Exercise brief: Pull out every line in the entries below that contains the word "lane" and copy each one unchanged.

Entries from a pointing dataset:
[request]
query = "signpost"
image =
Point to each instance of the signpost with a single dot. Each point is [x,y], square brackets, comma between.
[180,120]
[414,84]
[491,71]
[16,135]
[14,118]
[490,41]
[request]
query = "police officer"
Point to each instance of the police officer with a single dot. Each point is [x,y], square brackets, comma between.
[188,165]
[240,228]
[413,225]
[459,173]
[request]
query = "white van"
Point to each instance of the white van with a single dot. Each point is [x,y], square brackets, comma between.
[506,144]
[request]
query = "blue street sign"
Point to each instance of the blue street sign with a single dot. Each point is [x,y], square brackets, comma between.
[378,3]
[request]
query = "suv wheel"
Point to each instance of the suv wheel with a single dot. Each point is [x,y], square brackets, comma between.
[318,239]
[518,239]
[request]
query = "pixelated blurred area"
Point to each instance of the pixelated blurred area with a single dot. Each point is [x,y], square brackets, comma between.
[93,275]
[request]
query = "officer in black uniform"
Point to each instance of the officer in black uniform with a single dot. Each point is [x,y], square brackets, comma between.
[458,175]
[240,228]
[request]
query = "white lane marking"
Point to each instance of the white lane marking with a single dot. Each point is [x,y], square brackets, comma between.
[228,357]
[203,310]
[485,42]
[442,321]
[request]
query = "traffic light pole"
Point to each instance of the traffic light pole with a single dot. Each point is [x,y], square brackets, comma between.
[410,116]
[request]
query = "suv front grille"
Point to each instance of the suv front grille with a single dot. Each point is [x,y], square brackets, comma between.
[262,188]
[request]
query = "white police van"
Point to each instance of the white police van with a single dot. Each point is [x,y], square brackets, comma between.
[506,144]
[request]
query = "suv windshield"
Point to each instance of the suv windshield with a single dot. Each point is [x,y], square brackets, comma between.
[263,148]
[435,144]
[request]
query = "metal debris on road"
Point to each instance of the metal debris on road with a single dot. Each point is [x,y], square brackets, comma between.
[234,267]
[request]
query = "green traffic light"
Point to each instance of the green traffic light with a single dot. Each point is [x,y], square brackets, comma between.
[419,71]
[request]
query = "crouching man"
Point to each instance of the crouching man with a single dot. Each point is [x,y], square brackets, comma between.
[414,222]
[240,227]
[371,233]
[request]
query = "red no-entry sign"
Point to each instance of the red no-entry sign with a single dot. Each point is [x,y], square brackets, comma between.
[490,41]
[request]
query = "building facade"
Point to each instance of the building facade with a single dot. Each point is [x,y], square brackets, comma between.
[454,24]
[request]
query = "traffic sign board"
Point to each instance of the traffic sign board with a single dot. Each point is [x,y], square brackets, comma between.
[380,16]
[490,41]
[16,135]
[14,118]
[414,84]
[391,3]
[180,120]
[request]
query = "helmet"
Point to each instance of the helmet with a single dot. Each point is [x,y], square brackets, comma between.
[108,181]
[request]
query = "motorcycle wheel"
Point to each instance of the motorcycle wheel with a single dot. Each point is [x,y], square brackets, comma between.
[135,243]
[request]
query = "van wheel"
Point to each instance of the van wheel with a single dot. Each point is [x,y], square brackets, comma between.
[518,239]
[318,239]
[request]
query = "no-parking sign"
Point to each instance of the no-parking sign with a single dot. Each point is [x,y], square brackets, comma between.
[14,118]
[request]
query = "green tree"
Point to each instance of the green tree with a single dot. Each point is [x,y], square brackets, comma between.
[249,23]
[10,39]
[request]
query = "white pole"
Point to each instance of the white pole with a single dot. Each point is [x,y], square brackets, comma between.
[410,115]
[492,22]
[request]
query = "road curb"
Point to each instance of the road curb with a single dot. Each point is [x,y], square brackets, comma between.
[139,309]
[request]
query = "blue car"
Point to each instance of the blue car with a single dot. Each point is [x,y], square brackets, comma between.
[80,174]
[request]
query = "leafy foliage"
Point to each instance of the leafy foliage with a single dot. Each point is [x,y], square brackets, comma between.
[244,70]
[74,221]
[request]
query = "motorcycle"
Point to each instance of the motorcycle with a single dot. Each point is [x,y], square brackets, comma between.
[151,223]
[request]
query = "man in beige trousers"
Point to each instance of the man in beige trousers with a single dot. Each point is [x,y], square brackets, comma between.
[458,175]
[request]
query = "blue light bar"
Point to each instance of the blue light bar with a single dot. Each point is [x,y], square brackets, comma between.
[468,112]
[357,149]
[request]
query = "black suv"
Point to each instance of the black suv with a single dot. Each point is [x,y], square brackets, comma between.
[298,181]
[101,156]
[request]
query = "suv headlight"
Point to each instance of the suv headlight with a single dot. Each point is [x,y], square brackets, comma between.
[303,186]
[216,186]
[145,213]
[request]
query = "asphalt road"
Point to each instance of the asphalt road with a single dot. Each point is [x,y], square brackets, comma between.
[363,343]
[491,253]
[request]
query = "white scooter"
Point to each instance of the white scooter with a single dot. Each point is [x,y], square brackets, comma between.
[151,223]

Correct response:
query = "white lane marking"
Point to each instance of the white lane marking with a single dot. Each point is [x,y], square brackets, comma between.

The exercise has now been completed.